Top of Extracted data
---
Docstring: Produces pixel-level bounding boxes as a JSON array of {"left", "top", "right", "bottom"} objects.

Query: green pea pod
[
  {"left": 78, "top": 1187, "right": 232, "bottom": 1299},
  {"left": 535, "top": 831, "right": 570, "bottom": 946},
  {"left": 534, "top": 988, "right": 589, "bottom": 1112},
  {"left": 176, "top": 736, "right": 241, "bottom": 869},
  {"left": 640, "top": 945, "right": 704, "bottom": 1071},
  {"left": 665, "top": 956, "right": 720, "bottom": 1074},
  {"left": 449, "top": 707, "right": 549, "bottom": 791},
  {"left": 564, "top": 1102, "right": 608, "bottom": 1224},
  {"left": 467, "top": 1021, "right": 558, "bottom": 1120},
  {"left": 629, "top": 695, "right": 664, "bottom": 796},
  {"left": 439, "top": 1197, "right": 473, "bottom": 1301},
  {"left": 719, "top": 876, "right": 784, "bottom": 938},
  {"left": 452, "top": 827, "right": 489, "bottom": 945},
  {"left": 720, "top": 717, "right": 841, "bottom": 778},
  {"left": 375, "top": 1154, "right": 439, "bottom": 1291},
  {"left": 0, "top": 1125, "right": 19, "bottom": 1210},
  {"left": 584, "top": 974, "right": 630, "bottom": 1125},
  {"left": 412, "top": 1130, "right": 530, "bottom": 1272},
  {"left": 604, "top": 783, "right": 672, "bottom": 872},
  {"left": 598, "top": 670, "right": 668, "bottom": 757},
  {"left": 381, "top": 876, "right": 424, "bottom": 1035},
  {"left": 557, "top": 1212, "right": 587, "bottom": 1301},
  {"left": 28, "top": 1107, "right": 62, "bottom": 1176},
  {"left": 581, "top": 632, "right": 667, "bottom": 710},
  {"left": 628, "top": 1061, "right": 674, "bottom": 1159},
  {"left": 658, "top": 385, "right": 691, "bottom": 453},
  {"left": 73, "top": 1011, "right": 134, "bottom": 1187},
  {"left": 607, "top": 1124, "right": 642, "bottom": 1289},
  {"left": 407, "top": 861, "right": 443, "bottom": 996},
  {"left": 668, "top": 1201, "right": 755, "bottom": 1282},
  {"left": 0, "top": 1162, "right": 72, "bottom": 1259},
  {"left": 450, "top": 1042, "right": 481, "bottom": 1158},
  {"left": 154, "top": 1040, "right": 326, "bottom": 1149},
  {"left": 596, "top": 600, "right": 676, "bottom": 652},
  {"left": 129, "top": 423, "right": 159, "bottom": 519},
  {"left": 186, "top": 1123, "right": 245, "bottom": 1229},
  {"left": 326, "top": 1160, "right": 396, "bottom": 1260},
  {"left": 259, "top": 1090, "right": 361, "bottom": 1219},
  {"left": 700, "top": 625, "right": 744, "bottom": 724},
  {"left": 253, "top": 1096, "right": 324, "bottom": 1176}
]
Bottom of Extracted data
*Task instructions*
Write each record above out again exactly as it reads.

*Response*
---
Docstring: Produces pixel-level bounding boxes as a JSON array of {"left", "top", "right", "bottom"} objects.

Query: green pea pod
[
  {"left": 78, "top": 1187, "right": 232, "bottom": 1299},
  {"left": 535, "top": 831, "right": 570, "bottom": 946},
  {"left": 534, "top": 988, "right": 589, "bottom": 1112},
  {"left": 176, "top": 736, "right": 241, "bottom": 869},
  {"left": 640, "top": 945, "right": 704, "bottom": 1071},
  {"left": 665, "top": 956, "right": 720, "bottom": 1074},
  {"left": 449, "top": 707, "right": 549, "bottom": 791},
  {"left": 564, "top": 1102, "right": 608, "bottom": 1224},
  {"left": 467, "top": 1021, "right": 558, "bottom": 1120},
  {"left": 629, "top": 695, "right": 664, "bottom": 796},
  {"left": 439, "top": 1197, "right": 473, "bottom": 1301},
  {"left": 719, "top": 876, "right": 784, "bottom": 938},
  {"left": 452, "top": 827, "right": 489, "bottom": 945},
  {"left": 720, "top": 717, "right": 841, "bottom": 778},
  {"left": 375, "top": 1154, "right": 439, "bottom": 1291},
  {"left": 0, "top": 1125, "right": 19, "bottom": 1210},
  {"left": 584, "top": 974, "right": 630, "bottom": 1125},
  {"left": 412, "top": 1130, "right": 530, "bottom": 1272},
  {"left": 604, "top": 783, "right": 672, "bottom": 872},
  {"left": 598, "top": 670, "right": 668, "bottom": 757},
  {"left": 381, "top": 876, "right": 424, "bottom": 1035},
  {"left": 557, "top": 1212, "right": 587, "bottom": 1301},
  {"left": 28, "top": 1107, "right": 62, "bottom": 1176},
  {"left": 581, "top": 632, "right": 667, "bottom": 710},
  {"left": 628, "top": 1061, "right": 674, "bottom": 1159},
  {"left": 658, "top": 385, "right": 691, "bottom": 453},
  {"left": 73, "top": 1011, "right": 134, "bottom": 1187},
  {"left": 607, "top": 1124, "right": 642, "bottom": 1289},
  {"left": 407, "top": 861, "right": 443, "bottom": 996},
  {"left": 668, "top": 1201, "right": 755, "bottom": 1282},
  {"left": 0, "top": 1162, "right": 72, "bottom": 1259},
  {"left": 450, "top": 1042, "right": 481, "bottom": 1158},
  {"left": 154, "top": 1040, "right": 326, "bottom": 1149},
  {"left": 596, "top": 600, "right": 676, "bottom": 652},
  {"left": 129, "top": 423, "right": 159, "bottom": 519},
  {"left": 186, "top": 1123, "right": 245, "bottom": 1229},
  {"left": 326, "top": 1160, "right": 396, "bottom": 1260},
  {"left": 259, "top": 1090, "right": 361, "bottom": 1219},
  {"left": 700, "top": 625, "right": 744, "bottom": 724},
  {"left": 253, "top": 1096, "right": 324, "bottom": 1176}
]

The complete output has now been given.